▶ _Instructions for the task_: Please return each entry that follows exactly as given, but without pictures.

======== Available records

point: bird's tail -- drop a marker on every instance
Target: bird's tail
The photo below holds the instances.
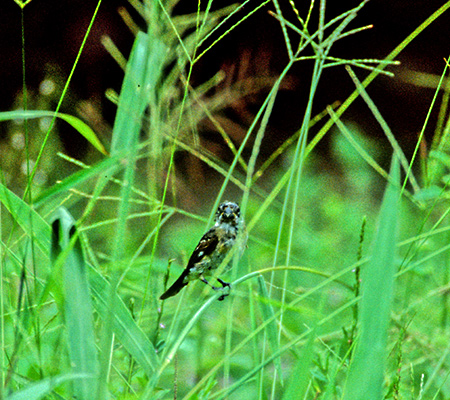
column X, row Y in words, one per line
column 176, row 286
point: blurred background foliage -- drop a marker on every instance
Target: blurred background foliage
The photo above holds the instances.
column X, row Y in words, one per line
column 182, row 121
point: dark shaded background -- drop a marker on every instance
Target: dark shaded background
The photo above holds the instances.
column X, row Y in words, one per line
column 54, row 30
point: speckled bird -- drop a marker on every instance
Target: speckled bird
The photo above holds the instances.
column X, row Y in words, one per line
column 228, row 231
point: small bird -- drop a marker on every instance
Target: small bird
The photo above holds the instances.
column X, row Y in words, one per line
column 228, row 231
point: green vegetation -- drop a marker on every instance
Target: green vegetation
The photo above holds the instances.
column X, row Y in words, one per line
column 341, row 294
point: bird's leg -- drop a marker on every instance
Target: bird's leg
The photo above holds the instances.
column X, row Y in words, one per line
column 213, row 287
column 224, row 285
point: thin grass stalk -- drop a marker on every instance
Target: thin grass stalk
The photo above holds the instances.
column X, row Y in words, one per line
column 391, row 56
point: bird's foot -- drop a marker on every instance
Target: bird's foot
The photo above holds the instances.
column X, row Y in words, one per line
column 224, row 285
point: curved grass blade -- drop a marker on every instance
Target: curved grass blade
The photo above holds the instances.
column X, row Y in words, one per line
column 126, row 329
column 78, row 312
column 271, row 328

================

▶ _Solved exercise_:
point: bird's tail -- drop a marker on every instance
Target: bird's tail
The photo below holds the instances.
column X, row Y in words, one per line
column 176, row 286
point: blurred background foliage -- drop a marker on every instance
Target: blurred background foliage
The photo above holds the instances.
column X, row Y in words, one per line
column 182, row 121
point: dark shaded background -- drop a marker on every instance
Target: dark shaded background
The photo above holds the instances.
column X, row Y in words, one per line
column 54, row 30
point: speckled bird -- drop a marker on every instance
Target: speckled bird
The photo above holds the instances.
column X, row Y in words, one per line
column 228, row 231
point: small bird -- drop a marker on every instance
Target: small bird
The photo above holds the instances.
column X, row Y in words, one per line
column 228, row 231
point: green vegetation -- drop a marker on every instance
Target: green vegetation
The photo above holds the instances.
column X, row Y in words, one per line
column 341, row 294
point: bird's leg -- drop a marker on every instance
Target: bird's leg
The photo above holds the instances.
column X, row Y in words, one per line
column 213, row 287
column 224, row 285
point: thin grass stalk -- drop a marker on every instance
Target: thin grass stalk
The photo above holds the instances.
column X, row Y in words, one per line
column 391, row 56
point: bird's foot -- drop a marker on every instance
Target: bird's foot
The photo above holds the instances.
column X, row Y in words, one per line
column 224, row 285
point: curved grass blade -- drop a marker on every instance
Target: curved grass blade
The photo above holds the instances.
column X, row Y in words, one per line
column 126, row 329
column 78, row 312
column 271, row 328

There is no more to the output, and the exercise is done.